Last updated on January 3, 2017
We’d been getting the threats for a while, though they started out quiet. Little comments, passive-aggressive remarks, and then a minor blow up happened, then another bigger one. The resolution of that incident was not enough, though. Even though solutions were attempted (some worked, some didn’t), it was as though we’d made no response at all.
The Black Dog of Depression had returned, and it was not going to be denied again.
I have feared its return ever since he stopped taking antidepressants last year. In fairness, they helped his mood, but he was tired all the time. Simple things wore him out, and the doctor just said “exercise more”. That wasn’t really an option – exercise depleted him even faster. He ran a 10k (trying to get that “exercise”) and slept for a full two days. Later, he described it as “not feeling good, just not feeling anything”. He had been more engaging, though, and passionate. And then he’d sleep for more than fourteen hours and wake up feeling exhausted. Instead of finding another doctor, he quit taking them. He stopped going to therapy, too.
The Black Dog started laying its final traps sometime around the beginning of September, maybe before that around mid-August. He had a fit and destroyed my art room while I was trying to build it – which was my fault because I tried to point out that he was destroying my art room? More fights happened, little ones, big ones… I got him to see a therapist with me – his therapist. Unfortunately, this guy is worse than awful and refused to call out the Black Dog at all. Instead, all the problems were a direct result of my ADD, and if I’d just take medication, everything would be fine.
Except we didn’t have insurance at that moment, and medication scares me. I’ve always handled my issues in other ways, and with remarkable success, as long as I know what they are.
But this was not about medication or not for me: this was exactly the material the Black Dog needed to trigger his big scheme. The Black Dog told my husband that I didn’t want to get better, that I was just playing along.

** PROMPT 1 **
Reproduce the post on depression from "Last updated on" to "response at all.".
** PROMPT 2 **
In the post on depression, how long did he sleep after running a 10k?

Image-grounded pointing data

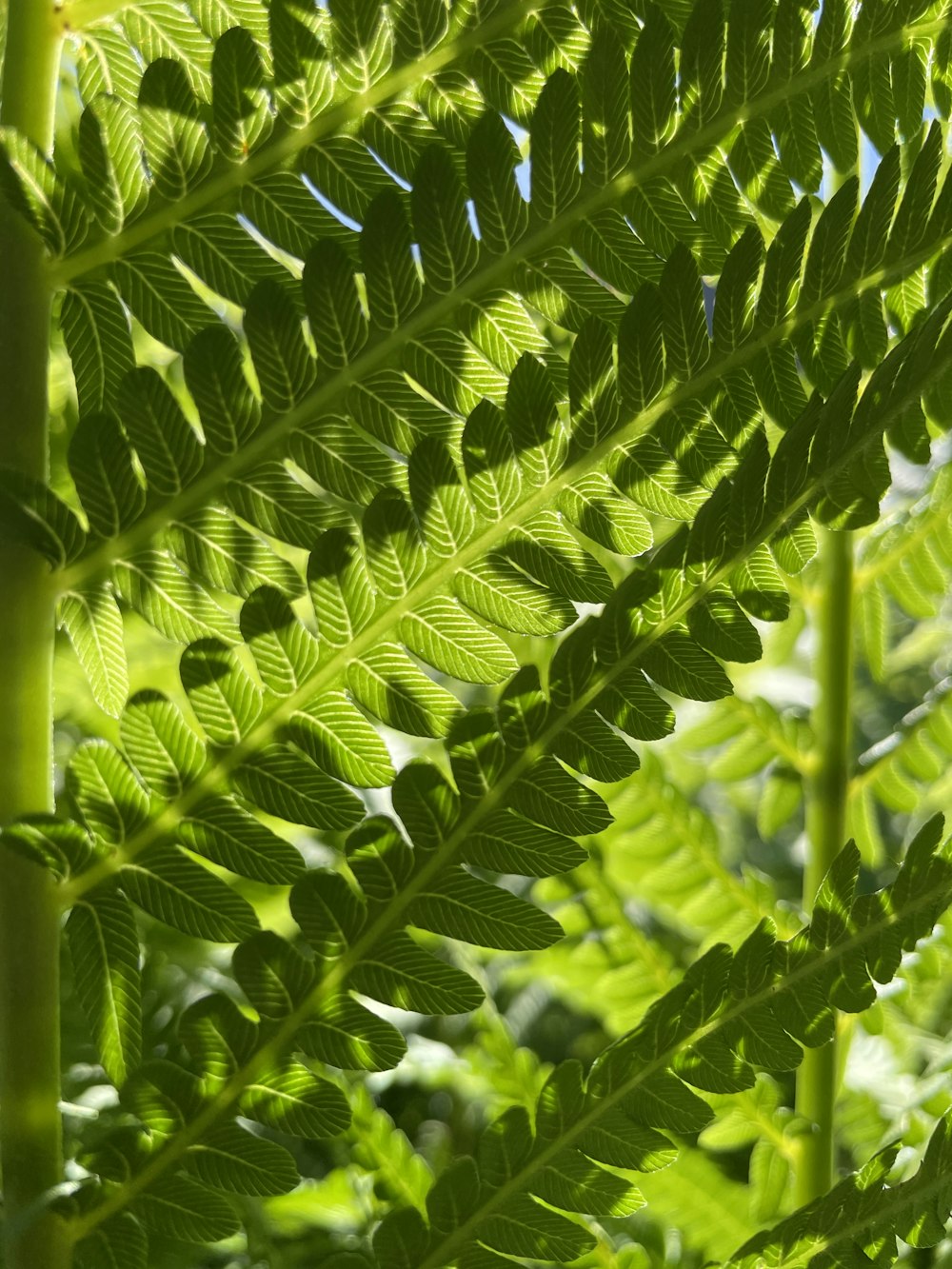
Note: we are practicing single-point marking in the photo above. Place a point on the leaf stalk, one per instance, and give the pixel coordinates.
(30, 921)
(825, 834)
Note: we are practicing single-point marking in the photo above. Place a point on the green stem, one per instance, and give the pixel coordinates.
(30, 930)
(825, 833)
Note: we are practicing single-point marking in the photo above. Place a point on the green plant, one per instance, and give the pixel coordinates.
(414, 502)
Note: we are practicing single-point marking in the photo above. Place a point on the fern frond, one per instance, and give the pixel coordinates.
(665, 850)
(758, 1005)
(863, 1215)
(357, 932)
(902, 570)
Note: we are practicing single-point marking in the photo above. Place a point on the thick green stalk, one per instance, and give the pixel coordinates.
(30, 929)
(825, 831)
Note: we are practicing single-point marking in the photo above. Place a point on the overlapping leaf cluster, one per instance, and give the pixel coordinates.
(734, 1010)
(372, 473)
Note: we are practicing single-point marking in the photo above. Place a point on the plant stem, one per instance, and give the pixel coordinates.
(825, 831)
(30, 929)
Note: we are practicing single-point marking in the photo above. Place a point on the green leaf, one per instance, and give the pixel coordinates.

** ANSWER SECTION 1 **
Last updated on January 3, 2017
We’d been getting the threats for a while, though they started out quiet. Little comments, passive-aggressive remarks, and then a minor blow up happened, then another bigger one. The resolution of that incident was not enough, though. Even though solutions were attempted (some worked, some didn’t), it was as though we’d made no response at all.

** ANSWER SECTION 2 **
A full two days.